Dataset items
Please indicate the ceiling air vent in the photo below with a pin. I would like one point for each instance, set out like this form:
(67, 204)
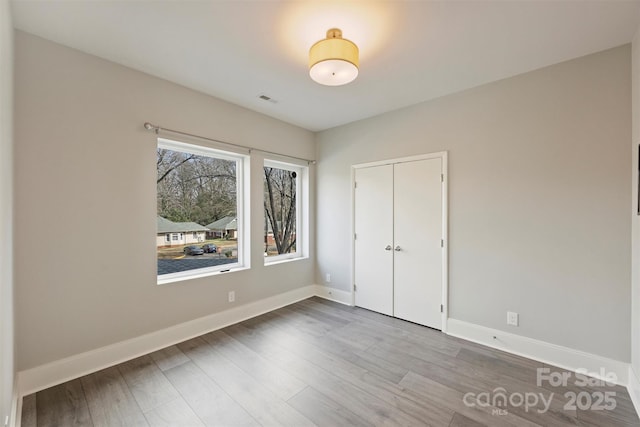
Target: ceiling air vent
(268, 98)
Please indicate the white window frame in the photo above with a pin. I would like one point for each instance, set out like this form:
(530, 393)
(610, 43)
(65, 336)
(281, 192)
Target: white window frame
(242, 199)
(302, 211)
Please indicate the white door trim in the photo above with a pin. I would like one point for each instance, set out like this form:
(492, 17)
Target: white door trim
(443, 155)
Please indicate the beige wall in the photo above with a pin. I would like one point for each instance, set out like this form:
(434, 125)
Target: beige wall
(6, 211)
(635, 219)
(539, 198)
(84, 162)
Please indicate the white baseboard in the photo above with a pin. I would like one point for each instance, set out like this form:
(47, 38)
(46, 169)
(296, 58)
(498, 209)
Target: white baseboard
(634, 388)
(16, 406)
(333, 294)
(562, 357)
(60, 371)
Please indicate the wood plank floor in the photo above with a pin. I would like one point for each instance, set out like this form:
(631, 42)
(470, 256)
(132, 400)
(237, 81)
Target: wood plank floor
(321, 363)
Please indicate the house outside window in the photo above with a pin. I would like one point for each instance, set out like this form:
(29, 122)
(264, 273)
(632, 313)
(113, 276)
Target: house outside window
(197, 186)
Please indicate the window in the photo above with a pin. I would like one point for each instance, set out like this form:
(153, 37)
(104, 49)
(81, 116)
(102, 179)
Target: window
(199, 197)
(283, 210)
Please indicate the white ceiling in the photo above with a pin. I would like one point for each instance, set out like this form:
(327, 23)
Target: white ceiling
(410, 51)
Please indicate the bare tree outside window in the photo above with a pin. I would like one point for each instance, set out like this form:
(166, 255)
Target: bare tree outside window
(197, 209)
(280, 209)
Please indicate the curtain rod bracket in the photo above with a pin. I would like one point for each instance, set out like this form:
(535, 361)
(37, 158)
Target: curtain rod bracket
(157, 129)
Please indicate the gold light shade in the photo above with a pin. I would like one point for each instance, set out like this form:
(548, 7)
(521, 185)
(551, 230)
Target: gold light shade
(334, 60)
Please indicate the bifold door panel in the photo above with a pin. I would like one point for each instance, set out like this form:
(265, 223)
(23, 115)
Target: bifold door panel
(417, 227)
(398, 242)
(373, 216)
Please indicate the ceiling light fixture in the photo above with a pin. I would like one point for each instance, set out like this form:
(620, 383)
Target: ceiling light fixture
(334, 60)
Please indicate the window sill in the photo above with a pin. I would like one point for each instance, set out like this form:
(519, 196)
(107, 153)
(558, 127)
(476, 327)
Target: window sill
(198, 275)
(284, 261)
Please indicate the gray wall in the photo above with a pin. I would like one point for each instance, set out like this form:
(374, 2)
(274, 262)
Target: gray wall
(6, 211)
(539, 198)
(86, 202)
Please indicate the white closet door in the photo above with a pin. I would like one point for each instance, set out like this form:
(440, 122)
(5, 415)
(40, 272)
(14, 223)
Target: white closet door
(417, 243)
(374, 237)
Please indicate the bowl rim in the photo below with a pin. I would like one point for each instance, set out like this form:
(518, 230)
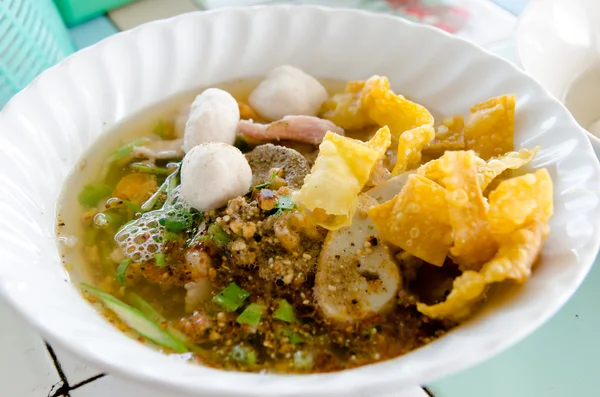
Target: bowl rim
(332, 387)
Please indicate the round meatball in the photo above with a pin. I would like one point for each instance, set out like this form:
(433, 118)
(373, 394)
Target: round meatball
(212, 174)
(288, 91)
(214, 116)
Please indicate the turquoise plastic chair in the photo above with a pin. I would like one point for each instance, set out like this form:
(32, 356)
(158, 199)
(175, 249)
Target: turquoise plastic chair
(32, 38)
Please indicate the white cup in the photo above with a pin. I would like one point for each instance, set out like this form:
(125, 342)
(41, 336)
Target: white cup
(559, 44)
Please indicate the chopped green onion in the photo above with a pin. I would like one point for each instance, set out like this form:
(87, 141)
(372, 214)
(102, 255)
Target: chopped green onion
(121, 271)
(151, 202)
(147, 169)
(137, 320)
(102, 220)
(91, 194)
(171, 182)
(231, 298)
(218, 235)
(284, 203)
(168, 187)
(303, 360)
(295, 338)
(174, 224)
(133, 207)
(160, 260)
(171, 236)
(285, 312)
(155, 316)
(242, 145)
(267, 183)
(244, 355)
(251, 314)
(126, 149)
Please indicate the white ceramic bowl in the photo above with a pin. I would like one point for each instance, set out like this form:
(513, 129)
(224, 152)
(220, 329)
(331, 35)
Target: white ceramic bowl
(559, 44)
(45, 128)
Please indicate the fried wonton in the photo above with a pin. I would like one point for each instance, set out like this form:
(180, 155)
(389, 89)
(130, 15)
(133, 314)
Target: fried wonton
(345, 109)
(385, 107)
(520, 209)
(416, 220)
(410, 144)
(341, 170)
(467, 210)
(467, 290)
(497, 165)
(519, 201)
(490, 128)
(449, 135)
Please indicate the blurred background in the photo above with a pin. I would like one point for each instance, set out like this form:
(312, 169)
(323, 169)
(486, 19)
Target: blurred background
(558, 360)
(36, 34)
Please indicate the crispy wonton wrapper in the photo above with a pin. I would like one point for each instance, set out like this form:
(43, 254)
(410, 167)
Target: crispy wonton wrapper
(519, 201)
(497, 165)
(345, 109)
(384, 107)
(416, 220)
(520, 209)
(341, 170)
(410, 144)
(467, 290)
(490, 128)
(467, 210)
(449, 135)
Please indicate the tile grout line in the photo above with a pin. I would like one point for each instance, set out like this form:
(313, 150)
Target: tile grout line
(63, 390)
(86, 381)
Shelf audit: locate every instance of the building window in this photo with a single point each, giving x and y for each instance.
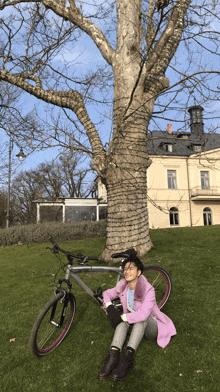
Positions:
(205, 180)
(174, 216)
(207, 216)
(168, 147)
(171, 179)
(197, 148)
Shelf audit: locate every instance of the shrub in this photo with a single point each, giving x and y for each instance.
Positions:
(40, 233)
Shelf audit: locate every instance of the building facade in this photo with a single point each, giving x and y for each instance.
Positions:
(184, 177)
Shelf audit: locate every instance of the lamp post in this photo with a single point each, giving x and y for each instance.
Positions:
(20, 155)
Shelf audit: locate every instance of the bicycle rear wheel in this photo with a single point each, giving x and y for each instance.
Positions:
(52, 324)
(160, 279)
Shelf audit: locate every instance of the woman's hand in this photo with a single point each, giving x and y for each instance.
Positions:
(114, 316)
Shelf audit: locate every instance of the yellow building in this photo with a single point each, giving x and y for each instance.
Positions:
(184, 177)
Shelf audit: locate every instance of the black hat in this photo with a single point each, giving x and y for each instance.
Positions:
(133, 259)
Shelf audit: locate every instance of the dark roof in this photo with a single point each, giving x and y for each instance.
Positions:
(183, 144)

● STATED GOAL
Rewrite the records from the line with "Shelf audit: locate every instance of the building facade" through the end of the records, keeping every line and shifting each coordinate value in the answers up by 104.

● OUTPUT FOR THIS TASK
Shelf audit: locate every instance of the building facade in this photo with a single point each, giving x and y for each instance.
Positions:
(288, 281)
Shelf audit: locate every instance of the lamp post in this photo with a single point each, giving x and y for each instance.
Positions:
(124, 259)
Shelf audit: locate every instance of the bicycle rear wheel in this photo with a single point each, giving x and y for each instance.
Positions:
(156, 428)
(264, 383)
Shelf audit: locate every instance of the woman's hand in this photo with a single point each, giving x and y for each instance.
Positions:
(218, 420)
Shelf audit: locate every instance of the yellow building in this photo with a single point each, giving x and y for each instance.
Positions:
(288, 281)
Shelf audit: locate every instance of the black hat in this photo with a single point each, giving x and y for each instance.
Positions:
(237, 363)
Shelf audit: locate every instance of the dark roof in this photo with a single point each, giving x and y for each instance.
Positions:
(287, 248)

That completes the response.